--- START DOCUMENT TEXT ---

Social change is needed in many areas, but Booth says that the real point of her work, and the real challenge to the Midwest Academy and its trainees, is building what she calls a “small-d” democracy. In such a democracy, people not only win improvement of their lives, but are also involved in the struggle for change and gain a sense of their own power. Organizing is key in this struggle. In a sense, organizing represents the kind of democracy Booth envisions, since it wins change by involving people in their own wider struggle.
Organizing gives activists access to what Booth refers to as “levers of power,” but early community organizers shied away from fighting their battles through electoral politics, believing that community organizing had a certain moral clarity that electoral politics could not have. They inherited the views of famed community organizer Saul Alinsky, who maintained that grassroots organizing that places pressure on those in power is more likely to lead to social justice than electing leaders to operate on the inside of the manipulative political world. But after the election of conservative Ronald Reagan, Booth says she realized that “we needed to do something about elections.” At the Midwest Academy’s annual retreat in 1981, she gave a speech emphasizing the importance of involvement with electoral politics. She declared that in a democracy, citizens must become involved with electoral politics in spite of the compromises inherent in politics because without that involvement, one of the main “levers of power” is denied to them. Her speech was “a brilliant analysis that treated on the cost of not [becoming involved with electoral politics],” says Blum, and it was “a very seminal moment of change for many of us . . . she did what she often does: articulates a trend or a challenge or a vision that then many other people follow.”
Booth’s influence is widely felt, both through her organizations and through her personal connections. According to Blum, at any progressive political event in Washington, D.C., it is easy to find someone of any age who would say, “‘I’m here because of Heather Booth. She taught me how to do this, she recruited me, she inspired me.’” For several decades, she has welcomed young activists and invited them to stay in her home when they are first coming to town or just beginning their work.
“She’s quite mythic in the progressive community,” explains Blum. Part of Booth’s ability to inspire results from her recognition that working for change provides empowerment, even if sometimes the work is unsuccessful.

--- END DOCUMENT TEXT ---
--- START SUPPLIED MATERIAL ---

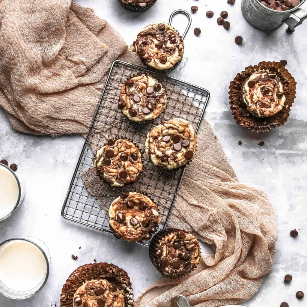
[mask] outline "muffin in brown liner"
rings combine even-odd
[[[192,271],[200,258],[200,247],[192,234],[181,229],[163,229],[156,233],[149,245],[149,258],[166,277],[180,278]]]
[[[259,70],[268,70],[275,74],[282,85],[286,101],[282,109],[274,115],[266,117],[258,117],[247,110],[242,99],[243,88],[247,80],[253,73]],[[229,99],[231,114],[237,123],[242,127],[256,132],[269,131],[282,126],[288,120],[290,109],[296,94],[296,82],[288,70],[279,62],[261,62],[258,65],[247,67],[238,73],[229,87]]]
[[[75,306],[73,303],[74,297],[79,287],[86,282],[99,279],[106,280],[115,285],[123,296],[125,307],[133,307],[133,289],[126,272],[116,266],[106,262],[85,264],[75,270],[63,286],[61,294],[60,307]],[[112,306],[111,305],[111,306]]]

--- END SUPPLIED MATERIAL ---

**STATED TASK 1:**
Reproduce the passage on Heather Booth verbatim from "Booth’s influence is" to "work is unsuccessful.".
**STATED TASK 2:**
According to the passage on Heather Booth, in what year did she give her speech on electoral politics at the Midwest Academy's annual retreat?

**RESULT 1:**
Booth’s influence is widely felt, both through her organizations and through her personal connections. According to Blum, at any progressive political event in Washington, D.C., it is easy to find someone of any age who would say, “‘I’m here because of Heather Booth. She taught me how to do this, she recruited me, she inspired me.’” For several decades, she has welcomed young activists and invited them to stay in her home when they are first coming to town or just beginning their work.
“She’s quite mythic in the progressive community,” explains Blum. Part of Booth’s ability to inspire results from her recognition that working for change provides empowerment, even if sometimes the work is unsuccessful.

**RESULT 2:**
1981